## WORK ITEM
Reproduce everything in the graphics card repair thread from "This made the" down to "GPU is active.".

## SOURCE TEXT
*** Begin section ***
Also, a 4C86N is not a control IC, but rather a dual N-channel mosfet package. Looking at a photo of the board, it appears that this is the FET package for a single phase buck converter, I assume the memory power, that probably gets its gets its gate signals from the large QFN controller on the back of the board.

If the card works even kind of normally, I doubt either of those components is actually damaged, but it's possible. More likely is that you have some corrosion or something on a sense resistor that's throwing off the current readings. What does it say in GPU-Z is when the card is under a light load?

Again, you need datasheets for these components, and you need to read and understand them, and then actually check against what you have on the board. Don't just go replacing stuff - especially a big QFN package, which is likely to be a real pain in the ass to solder correctly. I know Louis Rossmann makes it look like this is mostly firing up the hot air station and yolo'ing a whole tube of flux on there, but 90% of this process is actually diagnostics.

Be very careful working on this board - it sounds like you have a good candidate for repair, but I doubt the interposer silicon will react well to being heated and cooled repeatedly. You need to figure out what's actually wrong, and fix it in as few heat cycles as you can. Diagnose.

Edit: Here's a datasheet for the 4C86N to get you started. Start by figuring out where its control signals come from, and when the card is in the crashed state, whether or not it's getting gate drive (probably not).

The ICs (4C86N FET and IR35217) have now been removed since the FET had some physical markings on it and the phase controller because I accidentaly fried it by contacting positive voltage to ground, making it give off some, not so nice, smoke. Not in a dramatic way though, do not think I have damaged anything else.
The FET seemed to be in working order and the contacts seem fine with good readings. I can not find anything really wrong with the card. When you mention that it may be corrosion on some sense resistor, it is possible since some wierd temperature spikes occured during Furmark up from 30c to 70c back to 30c in one frame. Happened three times but it may have been interference between Furmark and GPU-Z running at the same time.

There is however definitely one thing that is way off which I mentioned but I noticed it is behaving rather strange (maybe not, just havent seen it before). The front 5V rail LDR reads 3.5kohm, as it should. But the backside one reads something around 1.5kohm when first probing it but increases slowly to 2.3kohm as if some capacitor is charging up (which it does not on the frontside). But if I release the probe, and instantaniously probe it again, the multimeter reads around 6kohm, and drops rather fast down to specifically 3.5kohm (around 5 seconds), then it stutters and goes down to 1.5kohm, and starts rising again up to 2.3kohm. Definitely capacitors causing this, but I do not understand why, how and where the capacitors are. Any suggestions?

 

[RazorWind]

How did you remove them?

 

[Johnbombadill]

How did you remove them?

Hot air solder station?

 

[Johnbombadill]

Update: IR35217 phase controller and 4C86N memory FET replaced.
Afterwards, I was missing VDDCI (memory controller voltage) and I found a dead 1 ohm resistor which supplies 12v to Vcc on the corresponding circuit to the IC on the backside (not sure exactly what it does since there is one on the front and one on the back).
This made the voltage come back to 0.900V, but, only during the first couple of seconds until a fault is detected.VCore and VMem is always at 0V. I am not sure what should come after the memory controller that could trigger a fault detection, is it the PWM controller itself? I can not find a data sheet explicitly for that IC.

 

[Johnbombadill]

Update 2:
All rails are present; 0.9V on the VCore and 1.2V on the VMem. The red LED is turned on, indicating that the GPU is active.
However, no output is present. Does this suggest a dead core or are there some things to check before that?
*** End section ***
## DATA FOR REVIEW
*** Begin section ***
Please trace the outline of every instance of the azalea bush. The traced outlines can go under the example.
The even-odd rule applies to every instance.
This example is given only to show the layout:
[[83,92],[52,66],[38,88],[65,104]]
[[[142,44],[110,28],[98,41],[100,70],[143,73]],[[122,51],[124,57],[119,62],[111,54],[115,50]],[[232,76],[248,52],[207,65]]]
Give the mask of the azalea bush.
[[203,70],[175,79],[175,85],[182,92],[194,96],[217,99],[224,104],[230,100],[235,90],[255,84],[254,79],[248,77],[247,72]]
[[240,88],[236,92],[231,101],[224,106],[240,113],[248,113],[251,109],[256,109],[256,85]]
*** End section ***
## RESPONSE
This made the voltage come back to 0.900V, but, only during the first couple of seconds until a fault is detected.VCore and VMem is always at 0V. I am not sure what should come after the memory controller that could trigger a fault detection, is it the PWM controller itself? I can not find a data sheet explicitly for that IC.

 

[Johnbombadill]

Update 2:
All rails are present; 0.9V on the VCore and 1.2V on the VMem. The red LED is turned on, indicating that the GPU is active.